Data supplied:
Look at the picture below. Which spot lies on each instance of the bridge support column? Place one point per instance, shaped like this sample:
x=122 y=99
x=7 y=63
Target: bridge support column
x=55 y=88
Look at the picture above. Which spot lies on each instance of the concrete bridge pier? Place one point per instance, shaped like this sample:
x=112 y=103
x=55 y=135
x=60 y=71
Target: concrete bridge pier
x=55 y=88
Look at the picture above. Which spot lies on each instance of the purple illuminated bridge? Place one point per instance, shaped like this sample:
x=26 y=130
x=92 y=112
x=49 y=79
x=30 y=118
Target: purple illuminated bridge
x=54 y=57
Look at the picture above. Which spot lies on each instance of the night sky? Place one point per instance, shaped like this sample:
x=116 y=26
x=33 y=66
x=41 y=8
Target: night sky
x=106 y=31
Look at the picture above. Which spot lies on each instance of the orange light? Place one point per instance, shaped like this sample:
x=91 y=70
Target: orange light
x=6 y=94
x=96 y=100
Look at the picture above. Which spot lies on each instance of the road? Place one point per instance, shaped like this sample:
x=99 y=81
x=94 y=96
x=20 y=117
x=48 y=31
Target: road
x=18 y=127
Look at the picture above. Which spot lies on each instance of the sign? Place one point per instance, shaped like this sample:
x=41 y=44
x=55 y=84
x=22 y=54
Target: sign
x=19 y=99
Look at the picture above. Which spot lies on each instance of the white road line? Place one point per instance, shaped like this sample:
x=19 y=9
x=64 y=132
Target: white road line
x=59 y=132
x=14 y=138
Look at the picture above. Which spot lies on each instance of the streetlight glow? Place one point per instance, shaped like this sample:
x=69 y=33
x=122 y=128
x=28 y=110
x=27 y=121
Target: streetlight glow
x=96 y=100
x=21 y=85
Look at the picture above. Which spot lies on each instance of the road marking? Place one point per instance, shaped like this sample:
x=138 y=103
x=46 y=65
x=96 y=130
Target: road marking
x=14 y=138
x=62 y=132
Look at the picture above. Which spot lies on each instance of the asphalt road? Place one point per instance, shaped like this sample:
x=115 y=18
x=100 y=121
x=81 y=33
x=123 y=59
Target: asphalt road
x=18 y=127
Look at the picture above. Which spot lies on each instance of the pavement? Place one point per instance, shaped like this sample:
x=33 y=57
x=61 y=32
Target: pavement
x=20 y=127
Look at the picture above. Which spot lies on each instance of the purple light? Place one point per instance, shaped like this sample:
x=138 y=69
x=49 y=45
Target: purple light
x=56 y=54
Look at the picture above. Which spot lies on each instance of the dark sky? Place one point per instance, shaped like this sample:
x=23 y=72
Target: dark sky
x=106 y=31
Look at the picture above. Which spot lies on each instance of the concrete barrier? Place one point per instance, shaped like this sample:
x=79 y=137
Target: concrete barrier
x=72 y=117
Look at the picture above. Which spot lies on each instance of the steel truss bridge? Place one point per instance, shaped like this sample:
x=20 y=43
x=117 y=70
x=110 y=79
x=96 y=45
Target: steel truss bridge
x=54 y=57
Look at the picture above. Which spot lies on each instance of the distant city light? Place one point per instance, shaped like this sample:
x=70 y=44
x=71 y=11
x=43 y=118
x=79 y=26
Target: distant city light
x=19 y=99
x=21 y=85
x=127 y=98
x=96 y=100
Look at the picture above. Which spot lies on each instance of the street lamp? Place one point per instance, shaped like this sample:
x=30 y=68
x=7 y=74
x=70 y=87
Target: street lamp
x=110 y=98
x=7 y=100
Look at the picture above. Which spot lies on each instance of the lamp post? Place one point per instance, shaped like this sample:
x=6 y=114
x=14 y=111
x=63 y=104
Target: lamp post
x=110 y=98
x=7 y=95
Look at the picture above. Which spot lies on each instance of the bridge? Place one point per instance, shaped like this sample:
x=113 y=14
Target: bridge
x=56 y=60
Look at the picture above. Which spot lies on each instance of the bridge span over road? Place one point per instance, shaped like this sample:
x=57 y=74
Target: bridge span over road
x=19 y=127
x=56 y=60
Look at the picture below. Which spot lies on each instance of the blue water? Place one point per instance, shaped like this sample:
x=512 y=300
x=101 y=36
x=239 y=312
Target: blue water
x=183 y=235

Prompt:
Scan the material above for the string "below" and copy every line that has it.

Result:
Look at the picture below. Which spot lies on each instance of the bridge support column? Place one point per instance, shaped like this sample:
Look at the picture below. Which spot lies on each instance of the blue water? Place one point per instance, shaped like this sample:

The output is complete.